───── Excerto do documento

Não vou aqui reeditar o total de uma polémica que ficou célebre. Vou só recordar que o convite insistente dos neo-realistas aos presencistas para que estes se juntassem ao ‘bom combate’ da ‘sua época’ sofre um colossal abalo, se nos lembrarmos de que, durante uma prolongada e mortífera peste em Londres, Shakespeare se retirou para fora da cidade pestiferada, não para se preocupar com o destino dos seus contemporâneos ou para, de alguma forma, os socorrer, não para travar o ‘bom combate’, mas, simplesmente, para, aproveitando os lazeres que a peste lhe proporcionava, melhor polir os textos do seu imortal teatro : um teatro for all seasons.

Pergunto: devemos ficar-lhe gratos pelo que fez, ou condená-lo pelo seu egoísmo de artista? Aqui deixo a pergunta. Até porque o autor do Hamlet era, com certeza, mais competente a escrever teatro do que a travar qualquer combate. E não devemos todos fazer aquilo que sabemos fazer melhor? Não se podia exigir de Proust que escrevesse As Vinhas da Ira, nem de Steinbeck que alinhavasse as minúcias da Recherche. Os que metem a mão na massa da arte sabem que isto é mesmo assim. Julgo que os generosos e combativos neo-realistas pediam aos presencistas aquilo que se não deve pedir. Estes, pelo seu lado, pediam àqueles que fizessem como entendessem, que fossem como quisessem ser, apenas respeitando as exigências mínimas da arte. Os que o fizeram couberam sem dificuldade nas páginas da revista coimbrã.

7 comentários:

Ide levar no déficite ide disse...

Com tantas revistas nos anos 20 e 30 porque é que sempre vem a presença à baila?

E essa atoarda sobre a hagiografia Leninista

e Lenine chegou a um campo e disse porque semeaste.... a propaganda literária tam

E Estaline escreveu milhares de obras e poemas e obras científicas e discursos e só tinha de mandar fuzilar os ghost writhers de tempos a tempos

Não poderá admitir-se que seja antes às interrogações eternas do homem eterno que a literatura busca responder? Não envelhecerá uma obra de arte precisamente na medida em que só responde às inquietações de uma época?

──────────

Perguntas
1. Transcreve do excerto sobre a polémica entre neo-realistas e presencistas tudo o que vai desde "Não poderá admitir-se" até "de uma época?".
2. Escreve o que vem depois da última frase do excerto sobre a polémica entre neo-realistas e presencistas.
As linhas que vêm a seguir não têm qualquer papel nisto.

───── Informação apresentada

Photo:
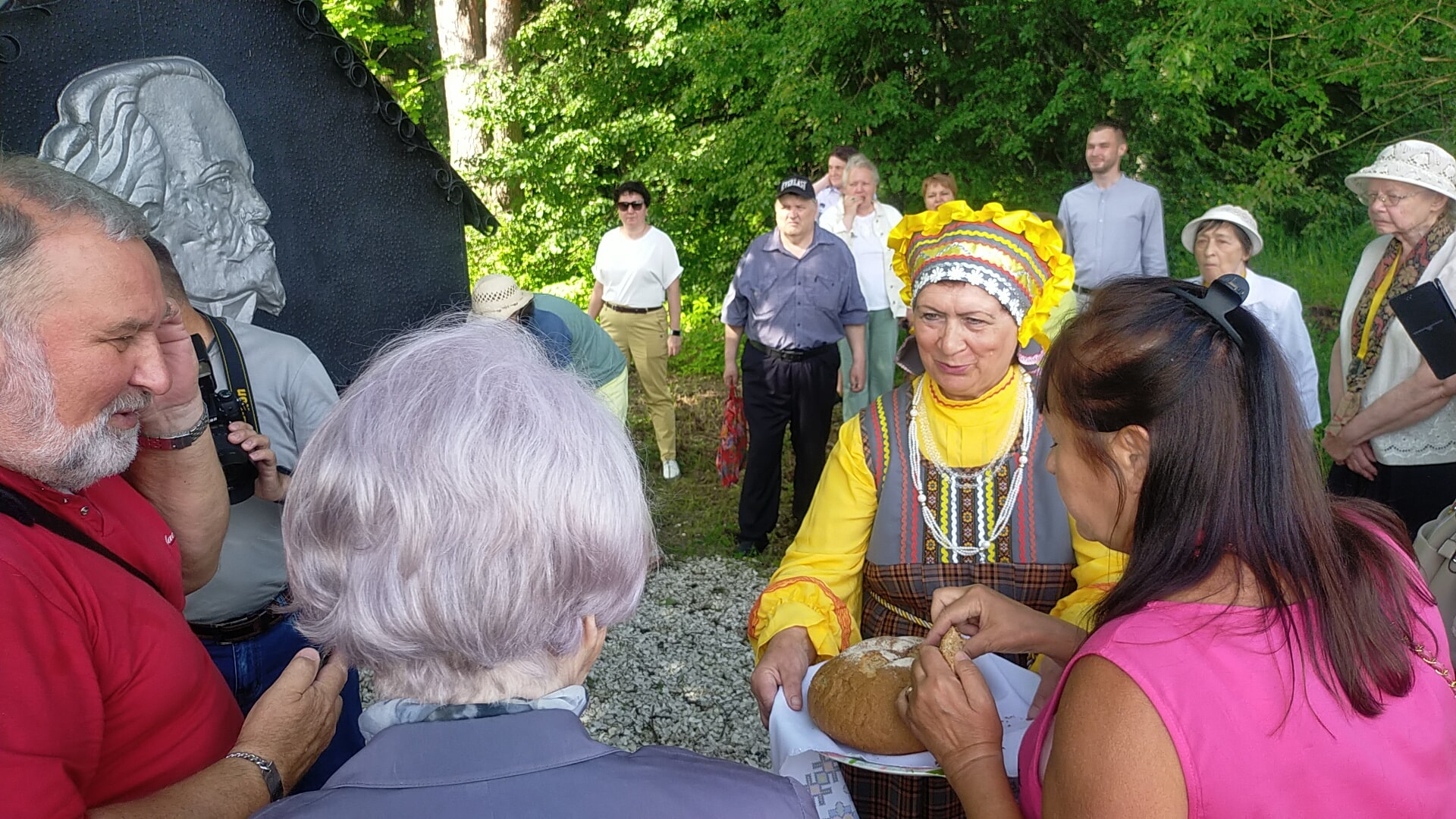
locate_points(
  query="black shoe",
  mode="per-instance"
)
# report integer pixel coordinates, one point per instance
(750, 547)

──────────

Respostas
1.
Não poderá admitir-se que seja antes às interrogações eternas do homem eterno que a literatura busca responder? Não envelhecerá uma obra de arte precisamente na medida em que só responde às inquietações de uma época?

2.
não há respostas eternas

nem na física nem na biologia

e muito menos em coisas tão efémeras

como as artes literárias ou outras

quem lê Pedro homem de Melo hoje em dia

que sabe que um tipo em 1915 escreveu

No meu crânio, fria lousa

Nunca me encontro...

e já não me lembro do resto

houve centos de poetas perdidos

e esquecidos

alguns ficaram porque foram preferidos por uma certa intelectualidade que os validou

Ide levar no déficite ide disse...

Shakespeare se retirou para fora da cidade pestiferada? exist?

Shake's é imortal ou perdurou nos gostos durante 4 séculos e uns pozinhos

será pelas mesmas razões que a universidade de Coimbra e por arrasto as outras transformaram um pequeno grupo de autores nos íconnes nacionales?

Os que o fizeram couberam sem dificuldade nas páginas da revista coimbrã. ..pois
A águia não era de Coimbra pois não?

Ou o fado se tornou na canção nacional, apesar de haver outras modinhas regionais que nunca se impuseram nos gostos lisboetas
nem tiveram tempo para evoluir musicalmente...
enfim

Nem as obras de Heráclito ficaram imortais

ficaram só meia dúzia de rascunhos

de Apuleio chegou um Burro de ouro com muitos cortes

logo essa de imortalizar o efémero é...isso

Anónimo disse...

Sr. Gogol de Kapote, ouça lá esta:

Tanto disparate junto
foi coisa que nunca vi
a pretexto dum assunto
que muito bem conheci!

JCN

Anónimo disse...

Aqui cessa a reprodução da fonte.